─── Provided records

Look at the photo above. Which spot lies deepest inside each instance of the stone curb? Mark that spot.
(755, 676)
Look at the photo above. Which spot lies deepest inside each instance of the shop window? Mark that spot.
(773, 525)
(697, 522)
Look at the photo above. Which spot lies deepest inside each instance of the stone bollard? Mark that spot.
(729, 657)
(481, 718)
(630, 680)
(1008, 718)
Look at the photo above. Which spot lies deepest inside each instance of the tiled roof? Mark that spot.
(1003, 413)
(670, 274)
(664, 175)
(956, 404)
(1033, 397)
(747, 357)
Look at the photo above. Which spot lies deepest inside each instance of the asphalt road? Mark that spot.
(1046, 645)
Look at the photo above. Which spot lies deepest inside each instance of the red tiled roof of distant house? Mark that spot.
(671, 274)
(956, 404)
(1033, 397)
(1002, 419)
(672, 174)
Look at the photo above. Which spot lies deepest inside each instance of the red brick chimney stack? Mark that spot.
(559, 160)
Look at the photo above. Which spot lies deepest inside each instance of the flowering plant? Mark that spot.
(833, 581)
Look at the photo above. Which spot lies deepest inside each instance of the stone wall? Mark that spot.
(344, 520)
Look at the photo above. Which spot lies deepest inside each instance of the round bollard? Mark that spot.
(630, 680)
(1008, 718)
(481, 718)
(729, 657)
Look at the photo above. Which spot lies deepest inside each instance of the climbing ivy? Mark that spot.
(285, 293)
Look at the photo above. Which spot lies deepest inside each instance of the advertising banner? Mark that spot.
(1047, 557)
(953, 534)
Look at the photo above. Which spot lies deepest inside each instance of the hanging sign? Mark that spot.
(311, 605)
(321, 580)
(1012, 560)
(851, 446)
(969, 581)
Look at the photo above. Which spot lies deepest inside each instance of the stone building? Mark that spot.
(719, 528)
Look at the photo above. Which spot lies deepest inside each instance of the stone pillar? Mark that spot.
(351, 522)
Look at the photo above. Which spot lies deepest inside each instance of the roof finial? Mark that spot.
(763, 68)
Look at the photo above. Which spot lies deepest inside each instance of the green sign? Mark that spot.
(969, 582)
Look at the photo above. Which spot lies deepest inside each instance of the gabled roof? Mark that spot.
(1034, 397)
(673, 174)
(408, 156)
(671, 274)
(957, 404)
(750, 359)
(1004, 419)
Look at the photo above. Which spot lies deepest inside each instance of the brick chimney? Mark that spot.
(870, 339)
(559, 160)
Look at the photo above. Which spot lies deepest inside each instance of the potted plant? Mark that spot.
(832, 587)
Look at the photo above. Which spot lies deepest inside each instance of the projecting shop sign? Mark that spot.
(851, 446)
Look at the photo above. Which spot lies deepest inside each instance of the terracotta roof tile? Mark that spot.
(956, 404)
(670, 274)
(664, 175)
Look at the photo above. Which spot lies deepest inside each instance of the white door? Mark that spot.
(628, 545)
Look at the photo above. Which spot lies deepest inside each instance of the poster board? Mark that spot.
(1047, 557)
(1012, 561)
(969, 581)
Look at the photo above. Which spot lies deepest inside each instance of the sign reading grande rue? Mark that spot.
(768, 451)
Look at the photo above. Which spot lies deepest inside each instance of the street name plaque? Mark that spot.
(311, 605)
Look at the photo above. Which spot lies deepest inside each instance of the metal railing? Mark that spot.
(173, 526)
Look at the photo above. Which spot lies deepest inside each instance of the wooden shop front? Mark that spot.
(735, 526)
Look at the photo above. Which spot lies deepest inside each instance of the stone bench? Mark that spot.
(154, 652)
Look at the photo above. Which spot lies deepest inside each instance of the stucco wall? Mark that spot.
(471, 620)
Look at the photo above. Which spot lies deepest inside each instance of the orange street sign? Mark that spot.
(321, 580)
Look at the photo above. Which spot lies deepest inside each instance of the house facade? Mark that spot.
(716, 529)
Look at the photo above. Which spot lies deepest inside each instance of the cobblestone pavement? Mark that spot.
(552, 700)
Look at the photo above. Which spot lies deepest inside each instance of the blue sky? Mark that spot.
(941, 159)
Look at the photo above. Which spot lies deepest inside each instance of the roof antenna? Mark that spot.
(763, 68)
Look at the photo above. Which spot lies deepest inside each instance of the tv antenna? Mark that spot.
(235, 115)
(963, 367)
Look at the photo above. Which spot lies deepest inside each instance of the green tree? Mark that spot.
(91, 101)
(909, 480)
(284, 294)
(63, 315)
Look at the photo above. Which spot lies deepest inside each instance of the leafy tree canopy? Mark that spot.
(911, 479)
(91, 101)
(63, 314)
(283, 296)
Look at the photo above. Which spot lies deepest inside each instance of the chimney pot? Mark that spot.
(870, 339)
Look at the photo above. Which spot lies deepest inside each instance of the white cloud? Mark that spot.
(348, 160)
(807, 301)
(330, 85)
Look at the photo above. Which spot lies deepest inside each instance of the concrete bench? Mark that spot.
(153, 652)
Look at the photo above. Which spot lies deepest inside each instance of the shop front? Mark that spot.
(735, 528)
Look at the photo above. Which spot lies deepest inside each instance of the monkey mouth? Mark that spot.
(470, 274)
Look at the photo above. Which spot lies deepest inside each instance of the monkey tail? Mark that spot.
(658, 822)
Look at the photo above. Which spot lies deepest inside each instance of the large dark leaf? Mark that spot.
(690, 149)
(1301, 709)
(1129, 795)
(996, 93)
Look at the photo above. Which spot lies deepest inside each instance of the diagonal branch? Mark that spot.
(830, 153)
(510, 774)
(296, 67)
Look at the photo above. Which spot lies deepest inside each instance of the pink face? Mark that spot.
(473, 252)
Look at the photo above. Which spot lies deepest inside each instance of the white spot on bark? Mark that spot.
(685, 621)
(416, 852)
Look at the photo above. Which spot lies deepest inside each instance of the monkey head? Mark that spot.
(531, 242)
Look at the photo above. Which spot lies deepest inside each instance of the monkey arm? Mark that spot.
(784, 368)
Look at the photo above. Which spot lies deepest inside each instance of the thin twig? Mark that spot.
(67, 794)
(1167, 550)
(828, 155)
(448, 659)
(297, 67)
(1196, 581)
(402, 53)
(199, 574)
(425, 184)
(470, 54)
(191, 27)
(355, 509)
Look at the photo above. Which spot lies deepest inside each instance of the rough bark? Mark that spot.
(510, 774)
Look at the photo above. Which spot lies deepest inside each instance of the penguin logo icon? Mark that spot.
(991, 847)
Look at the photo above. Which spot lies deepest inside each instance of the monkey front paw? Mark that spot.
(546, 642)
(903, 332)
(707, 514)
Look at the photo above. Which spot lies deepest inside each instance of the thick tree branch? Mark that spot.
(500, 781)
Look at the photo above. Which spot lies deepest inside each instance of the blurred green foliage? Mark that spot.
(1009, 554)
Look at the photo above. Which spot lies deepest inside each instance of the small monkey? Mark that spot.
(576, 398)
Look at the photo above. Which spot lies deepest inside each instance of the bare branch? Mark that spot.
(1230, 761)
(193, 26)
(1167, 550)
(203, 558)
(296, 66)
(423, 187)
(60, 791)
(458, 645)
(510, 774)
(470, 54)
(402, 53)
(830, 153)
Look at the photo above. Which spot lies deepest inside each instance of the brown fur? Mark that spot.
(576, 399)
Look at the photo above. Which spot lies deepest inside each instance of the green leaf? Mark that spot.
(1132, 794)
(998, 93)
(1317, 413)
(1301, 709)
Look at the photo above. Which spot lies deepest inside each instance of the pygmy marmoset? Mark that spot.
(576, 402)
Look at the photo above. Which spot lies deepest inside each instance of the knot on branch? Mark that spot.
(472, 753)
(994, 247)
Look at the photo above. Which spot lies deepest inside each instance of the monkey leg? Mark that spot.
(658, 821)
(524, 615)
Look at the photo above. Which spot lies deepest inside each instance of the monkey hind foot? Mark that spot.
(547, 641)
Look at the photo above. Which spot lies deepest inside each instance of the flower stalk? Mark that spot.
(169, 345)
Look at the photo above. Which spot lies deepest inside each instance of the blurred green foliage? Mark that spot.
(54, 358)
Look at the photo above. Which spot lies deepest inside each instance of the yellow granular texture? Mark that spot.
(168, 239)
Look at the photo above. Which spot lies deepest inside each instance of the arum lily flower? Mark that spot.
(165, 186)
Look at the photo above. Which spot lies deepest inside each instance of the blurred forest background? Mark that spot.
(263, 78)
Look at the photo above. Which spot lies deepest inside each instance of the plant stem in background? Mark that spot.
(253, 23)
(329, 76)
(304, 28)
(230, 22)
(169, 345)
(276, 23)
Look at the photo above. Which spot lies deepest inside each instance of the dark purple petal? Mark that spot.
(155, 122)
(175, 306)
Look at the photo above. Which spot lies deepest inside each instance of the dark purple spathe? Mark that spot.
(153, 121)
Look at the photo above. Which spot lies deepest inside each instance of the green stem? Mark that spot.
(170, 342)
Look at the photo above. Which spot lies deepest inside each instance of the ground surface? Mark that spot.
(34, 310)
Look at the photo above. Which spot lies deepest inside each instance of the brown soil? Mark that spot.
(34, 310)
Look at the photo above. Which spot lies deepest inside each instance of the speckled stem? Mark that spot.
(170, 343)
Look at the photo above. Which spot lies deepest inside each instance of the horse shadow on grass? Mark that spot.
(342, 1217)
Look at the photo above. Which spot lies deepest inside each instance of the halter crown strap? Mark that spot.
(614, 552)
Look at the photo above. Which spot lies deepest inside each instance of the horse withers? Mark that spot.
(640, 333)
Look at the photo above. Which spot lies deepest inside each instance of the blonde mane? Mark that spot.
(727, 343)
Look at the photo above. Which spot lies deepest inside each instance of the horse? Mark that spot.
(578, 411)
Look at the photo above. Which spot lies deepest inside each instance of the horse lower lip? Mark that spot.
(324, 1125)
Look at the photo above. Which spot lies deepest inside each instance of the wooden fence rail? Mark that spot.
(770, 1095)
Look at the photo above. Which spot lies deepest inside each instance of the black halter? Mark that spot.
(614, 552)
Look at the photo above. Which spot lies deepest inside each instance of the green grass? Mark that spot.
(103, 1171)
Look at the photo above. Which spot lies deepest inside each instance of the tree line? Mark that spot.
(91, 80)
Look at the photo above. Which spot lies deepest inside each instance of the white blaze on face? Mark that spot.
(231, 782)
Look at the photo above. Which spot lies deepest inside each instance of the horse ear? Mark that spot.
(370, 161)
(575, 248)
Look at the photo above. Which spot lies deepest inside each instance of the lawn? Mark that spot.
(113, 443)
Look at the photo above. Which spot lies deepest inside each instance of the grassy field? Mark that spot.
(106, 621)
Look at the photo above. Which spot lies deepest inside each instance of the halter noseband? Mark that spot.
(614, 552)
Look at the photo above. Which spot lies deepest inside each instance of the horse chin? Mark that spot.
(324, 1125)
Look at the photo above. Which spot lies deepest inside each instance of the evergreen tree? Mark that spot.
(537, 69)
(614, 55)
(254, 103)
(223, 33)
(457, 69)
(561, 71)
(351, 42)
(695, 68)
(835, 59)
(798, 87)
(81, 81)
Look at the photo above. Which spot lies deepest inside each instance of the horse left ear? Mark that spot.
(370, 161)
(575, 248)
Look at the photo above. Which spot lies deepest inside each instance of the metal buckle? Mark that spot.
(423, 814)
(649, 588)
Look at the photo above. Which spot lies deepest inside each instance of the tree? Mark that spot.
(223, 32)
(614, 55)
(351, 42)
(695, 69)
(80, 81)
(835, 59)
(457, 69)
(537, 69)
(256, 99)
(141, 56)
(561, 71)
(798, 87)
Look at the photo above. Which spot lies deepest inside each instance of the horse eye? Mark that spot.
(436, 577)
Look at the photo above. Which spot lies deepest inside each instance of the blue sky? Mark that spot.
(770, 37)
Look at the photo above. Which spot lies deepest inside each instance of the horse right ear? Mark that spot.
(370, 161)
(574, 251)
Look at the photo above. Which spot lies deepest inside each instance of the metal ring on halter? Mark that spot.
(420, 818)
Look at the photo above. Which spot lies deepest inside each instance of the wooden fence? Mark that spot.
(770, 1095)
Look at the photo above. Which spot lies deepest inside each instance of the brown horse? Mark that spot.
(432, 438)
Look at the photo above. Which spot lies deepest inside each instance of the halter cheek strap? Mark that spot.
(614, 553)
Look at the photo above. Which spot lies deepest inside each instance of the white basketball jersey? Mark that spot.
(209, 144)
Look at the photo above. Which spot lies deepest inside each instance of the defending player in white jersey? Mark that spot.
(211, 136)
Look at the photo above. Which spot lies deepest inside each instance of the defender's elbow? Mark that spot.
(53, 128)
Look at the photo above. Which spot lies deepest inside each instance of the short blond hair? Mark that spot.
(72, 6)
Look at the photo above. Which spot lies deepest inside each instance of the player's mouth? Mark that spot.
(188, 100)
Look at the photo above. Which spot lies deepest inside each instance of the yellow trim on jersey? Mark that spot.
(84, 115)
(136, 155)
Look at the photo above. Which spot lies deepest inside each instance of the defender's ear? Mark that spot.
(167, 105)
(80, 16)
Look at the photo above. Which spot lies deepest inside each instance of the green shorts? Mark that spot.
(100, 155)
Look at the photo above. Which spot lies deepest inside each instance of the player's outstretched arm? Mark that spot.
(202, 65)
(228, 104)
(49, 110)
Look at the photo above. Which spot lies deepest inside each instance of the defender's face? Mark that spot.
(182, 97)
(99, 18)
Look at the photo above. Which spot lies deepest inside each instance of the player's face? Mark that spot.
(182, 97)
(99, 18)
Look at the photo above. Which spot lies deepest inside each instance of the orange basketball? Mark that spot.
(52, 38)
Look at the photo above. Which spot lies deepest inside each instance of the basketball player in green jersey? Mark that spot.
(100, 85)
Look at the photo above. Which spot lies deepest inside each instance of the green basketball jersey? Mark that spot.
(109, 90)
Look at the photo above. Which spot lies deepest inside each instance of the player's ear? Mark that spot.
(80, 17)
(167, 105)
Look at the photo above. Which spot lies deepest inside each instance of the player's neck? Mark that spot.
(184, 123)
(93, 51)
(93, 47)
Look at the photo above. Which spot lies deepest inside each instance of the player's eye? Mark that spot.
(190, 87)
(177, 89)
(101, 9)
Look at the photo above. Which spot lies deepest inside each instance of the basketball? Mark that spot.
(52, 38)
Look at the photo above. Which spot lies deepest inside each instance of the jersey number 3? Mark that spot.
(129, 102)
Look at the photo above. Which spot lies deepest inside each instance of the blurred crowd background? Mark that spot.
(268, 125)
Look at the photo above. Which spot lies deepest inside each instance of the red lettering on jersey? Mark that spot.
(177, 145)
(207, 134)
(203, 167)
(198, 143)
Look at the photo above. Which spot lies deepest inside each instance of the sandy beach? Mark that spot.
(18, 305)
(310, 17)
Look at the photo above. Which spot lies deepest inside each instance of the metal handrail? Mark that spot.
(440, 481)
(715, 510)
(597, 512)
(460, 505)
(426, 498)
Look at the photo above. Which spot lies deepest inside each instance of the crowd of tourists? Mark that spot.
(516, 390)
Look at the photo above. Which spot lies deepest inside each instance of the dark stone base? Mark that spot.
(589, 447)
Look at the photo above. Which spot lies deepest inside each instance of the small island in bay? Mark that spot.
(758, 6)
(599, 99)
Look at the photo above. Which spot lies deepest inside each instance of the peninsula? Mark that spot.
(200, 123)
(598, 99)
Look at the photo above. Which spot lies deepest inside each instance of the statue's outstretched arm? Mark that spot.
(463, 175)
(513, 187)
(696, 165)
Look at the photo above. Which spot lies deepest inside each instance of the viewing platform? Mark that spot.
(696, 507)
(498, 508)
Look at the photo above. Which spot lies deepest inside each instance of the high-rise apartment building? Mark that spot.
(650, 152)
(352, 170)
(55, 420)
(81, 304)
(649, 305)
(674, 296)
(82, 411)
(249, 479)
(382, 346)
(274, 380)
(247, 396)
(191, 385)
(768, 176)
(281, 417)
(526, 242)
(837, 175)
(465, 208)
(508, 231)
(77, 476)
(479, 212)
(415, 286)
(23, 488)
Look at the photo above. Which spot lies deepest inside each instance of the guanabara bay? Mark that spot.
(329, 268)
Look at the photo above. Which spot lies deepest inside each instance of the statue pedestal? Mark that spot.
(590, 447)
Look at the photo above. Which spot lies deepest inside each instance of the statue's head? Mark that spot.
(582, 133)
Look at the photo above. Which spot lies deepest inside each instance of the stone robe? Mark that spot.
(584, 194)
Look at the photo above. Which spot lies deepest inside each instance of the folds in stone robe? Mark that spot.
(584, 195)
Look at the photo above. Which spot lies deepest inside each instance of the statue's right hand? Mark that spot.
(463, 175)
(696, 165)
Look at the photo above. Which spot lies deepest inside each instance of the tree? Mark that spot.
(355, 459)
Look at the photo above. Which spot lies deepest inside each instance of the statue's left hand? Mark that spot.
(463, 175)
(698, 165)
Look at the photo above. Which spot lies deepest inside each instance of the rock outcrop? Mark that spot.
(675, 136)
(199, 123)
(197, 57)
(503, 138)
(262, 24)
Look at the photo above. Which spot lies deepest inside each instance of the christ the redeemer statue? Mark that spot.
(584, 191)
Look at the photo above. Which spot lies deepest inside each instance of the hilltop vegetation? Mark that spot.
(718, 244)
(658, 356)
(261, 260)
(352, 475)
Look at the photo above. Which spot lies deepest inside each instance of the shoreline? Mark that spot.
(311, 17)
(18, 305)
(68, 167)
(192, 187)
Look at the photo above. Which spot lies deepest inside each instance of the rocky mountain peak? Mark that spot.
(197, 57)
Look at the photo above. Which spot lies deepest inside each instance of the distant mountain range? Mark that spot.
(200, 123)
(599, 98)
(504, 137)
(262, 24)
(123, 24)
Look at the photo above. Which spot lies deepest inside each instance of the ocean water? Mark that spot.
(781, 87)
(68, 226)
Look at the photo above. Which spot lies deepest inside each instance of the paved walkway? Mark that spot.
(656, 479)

──────

# [Task requirements]
Retype without any change the part of the records that runs from the start through the line containing "(1046, 645)", both ends included.

# [Answer for this exercise]
Look at the photo above. Which spot lies deepest inside each instance of the stone curb? Mark that spot.
(755, 676)
Look at the photo above. Which spot lies deepest inside each instance of the shop window? Mark that spot.
(773, 525)
(697, 522)
Look at the photo above. Which spot lies deepest inside each instance of the stone bollard? Mark that spot.
(729, 657)
(481, 718)
(630, 680)
(1008, 718)
Look at the photo above. Which spot lies deepest inside each instance of the tiled roof? Mark that spot.
(1003, 413)
(670, 274)
(664, 175)
(956, 404)
(1033, 397)
(747, 357)
Look at the photo above. Which spot lies deepest inside each instance of the asphalt road? Mark that spot.
(1046, 645)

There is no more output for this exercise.